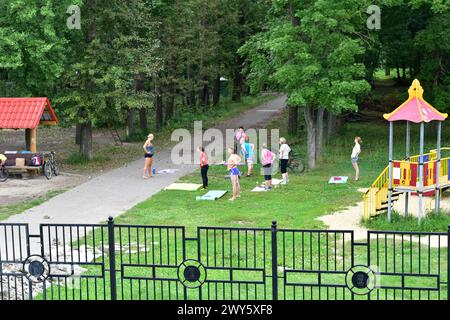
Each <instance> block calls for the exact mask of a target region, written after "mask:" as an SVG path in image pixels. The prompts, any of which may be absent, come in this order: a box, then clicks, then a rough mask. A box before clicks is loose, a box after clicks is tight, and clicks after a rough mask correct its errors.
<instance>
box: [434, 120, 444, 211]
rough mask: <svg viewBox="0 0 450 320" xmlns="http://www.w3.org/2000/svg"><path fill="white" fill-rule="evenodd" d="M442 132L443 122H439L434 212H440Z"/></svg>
mask: <svg viewBox="0 0 450 320" xmlns="http://www.w3.org/2000/svg"><path fill="white" fill-rule="evenodd" d="M441 132H442V121H438V128H437V150H436V152H437V159H436V190H435V205H434V210H435V211H436V212H439V209H440V206H441V204H440V200H441V199H440V196H441V195H440V193H439V192H440V183H439V182H440V181H439V178H440V175H441Z"/></svg>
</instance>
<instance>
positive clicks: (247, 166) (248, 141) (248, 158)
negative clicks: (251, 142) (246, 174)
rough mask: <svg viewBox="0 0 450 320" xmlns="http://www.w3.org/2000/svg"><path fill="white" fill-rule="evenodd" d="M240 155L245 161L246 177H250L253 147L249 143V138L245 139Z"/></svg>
mask: <svg viewBox="0 0 450 320" xmlns="http://www.w3.org/2000/svg"><path fill="white" fill-rule="evenodd" d="M242 153H243V154H244V157H245V161H246V162H247V177H250V176H251V175H252V173H253V157H254V155H255V145H254V144H253V143H250V138H249V136H246V137H245V142H244V144H243V148H242Z"/></svg>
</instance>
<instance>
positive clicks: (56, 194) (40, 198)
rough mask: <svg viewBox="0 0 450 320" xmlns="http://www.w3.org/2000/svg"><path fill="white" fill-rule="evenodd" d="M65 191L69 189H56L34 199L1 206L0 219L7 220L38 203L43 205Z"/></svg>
mask: <svg viewBox="0 0 450 320" xmlns="http://www.w3.org/2000/svg"><path fill="white" fill-rule="evenodd" d="M65 191H67V190H66V189H60V190H54V191H50V192H47V194H45V195H44V196H42V197H37V198H34V199H30V200H26V201H23V202H20V203H17V204H10V205H3V206H0V221H2V220H6V219H7V218H8V217H10V216H12V215H15V214H19V213H22V212H24V211H26V210H28V209H31V208H34V207H36V206H38V205H41V204H42V203H44V202H45V201H47V200H49V199H51V198H53V197H56V196H57V195H59V194H61V193H64V192H65Z"/></svg>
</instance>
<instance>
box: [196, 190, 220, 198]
mask: <svg viewBox="0 0 450 320" xmlns="http://www.w3.org/2000/svg"><path fill="white" fill-rule="evenodd" d="M225 193H227V191H224V190H215V191H209V192H208V193H207V194H205V195H204V196H201V197H197V198H196V200H217V199H220V198H222V197H223V196H224V195H225Z"/></svg>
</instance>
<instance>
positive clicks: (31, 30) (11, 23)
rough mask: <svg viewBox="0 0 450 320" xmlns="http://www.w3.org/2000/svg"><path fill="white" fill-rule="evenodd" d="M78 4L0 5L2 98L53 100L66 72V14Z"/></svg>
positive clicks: (36, 1) (11, 1) (63, 3)
mask: <svg viewBox="0 0 450 320" xmlns="http://www.w3.org/2000/svg"><path fill="white" fill-rule="evenodd" d="M76 2H78V1H69V0H46V1H32V2H30V1H23V0H8V1H1V2H0V39H1V40H0V95H1V96H50V97H52V96H53V94H54V87H55V82H56V81H57V79H58V78H59V77H60V76H61V74H62V72H63V70H64V61H65V54H66V45H67V40H66V38H65V33H66V32H67V27H66V25H65V24H66V18H67V16H66V15H65V12H66V10H67V8H68V6H69V4H73V3H76Z"/></svg>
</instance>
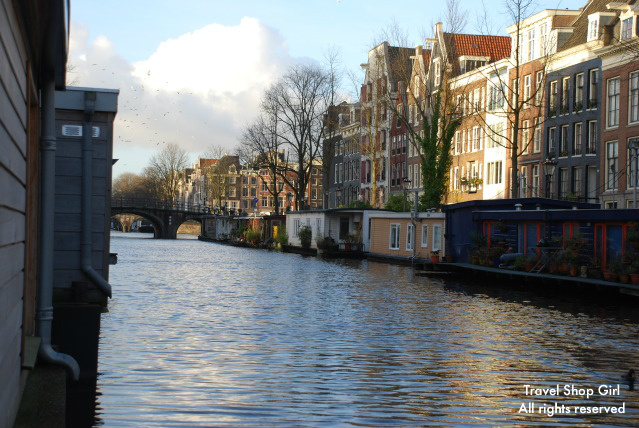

What needs to be done:
Pull out each line above that contains the word "clicks", copying every one in full.

Solution for this task:
Each <instance> block calls for the exact mask of a target region, written after "mask:" as an SVG path in image pixels. The prompts, any of which may be absent, come in this order: a box, then clicks, then a rough mask. A box before clicks is loose, a box after clicks is tight, and clicks after a rough mask correct its errors.
positive clicks: (247, 166) (248, 141) (248, 158)
negative clicks: (251, 142) (246, 174)
positive clicks: (56, 194) (40, 198)
positive clicks: (31, 30) (11, 23)
positive clicks: (36, 1) (11, 1) (63, 3)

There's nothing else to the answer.